Excerpted text:
By Cindy Hval For The Spokesman-Review

The idea for Mary Ann Trautman’s pandemic project came from her youngest daughter. They went out to breakfast and her daughter handed her a small fabric square fastened with a snap.

“She said, ‘This is your new project,’ ” recalled Trautman, 80.

The fabric square was a washable, reusable sanitary pad, designed by a program called Days for Girls. The program provides reusable menstrual supplies and education to women around the world.

Trautman had never heard of Days for Girls, but she knew she could make the pads

“I learned to sew when I took home-ec in ninth grade,” she said. “The moment I sat in front of the sewing machine, I felt like I was home.”

She’s made a living as a professional seamstress and an upholsterer among other things, and for 10 years, she taught fourth-graders at St. Mary’s Catholic School in Spokane Valley how to make rosaries.

“We made 15,000 rosaries,” Trautman said.

A trip to Guatemala to visit her son and his family inspired her to start the project her daughter had suggested. The trip brought home the reality of “period poverty.” Due to cultural taboos, women in nations across the globe are forced to stay home when menstruating. They lose income, can’t go to school and are often preyed upon by men.

“To buy enough products for a five-day period is equivalent to three days worth of food,” she said.

The reality tugged at her heart.

“I have five daughters,” Trautman said.

Supplied information:
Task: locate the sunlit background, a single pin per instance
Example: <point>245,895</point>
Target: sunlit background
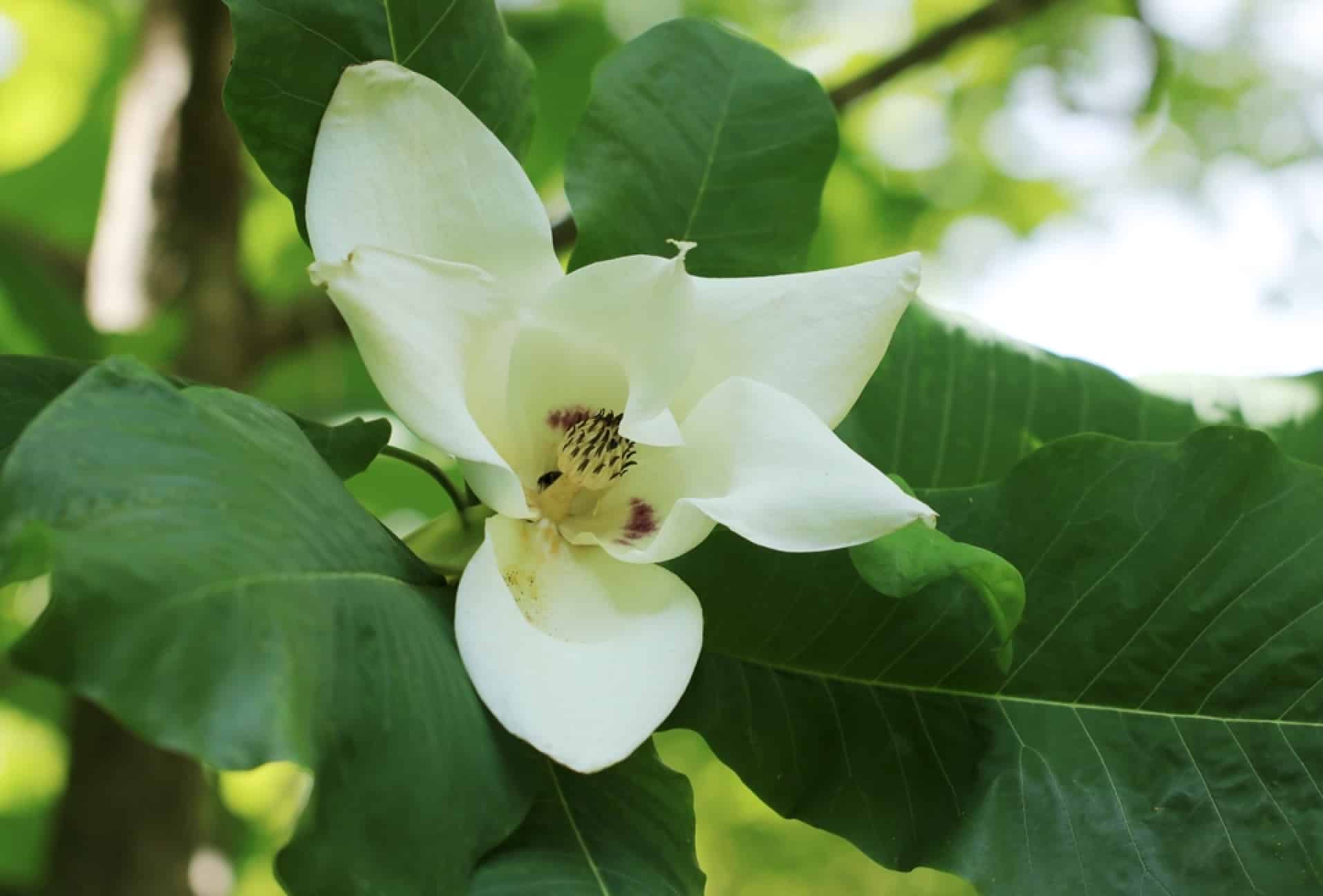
<point>1138,185</point>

Parts of the exercise:
1. Retype the passage of the article about Mary Ann Trautman's sewing project from "A trip to Guatemala" up to and including "at her heart.".
2. In the article about Mary Ann Trautman's sewing project, which program designed the washable, reusable sanitary pad her daughter handed her?

Answers given:
1.
A trip to Guatemala to visit her son and his family inspired her to start the project her daughter had suggested. The trip brought home the reality of “period poverty.” Due to cultural taboos, women in nations across the globe are forced to stay home when menstruating. They lose income, can’t go to school and are often preyed upon by men.

“To buy enough products for a five-day period is equivalent to three days worth of food,” she said.

The reality tugged at her heart.

2. Days for Girls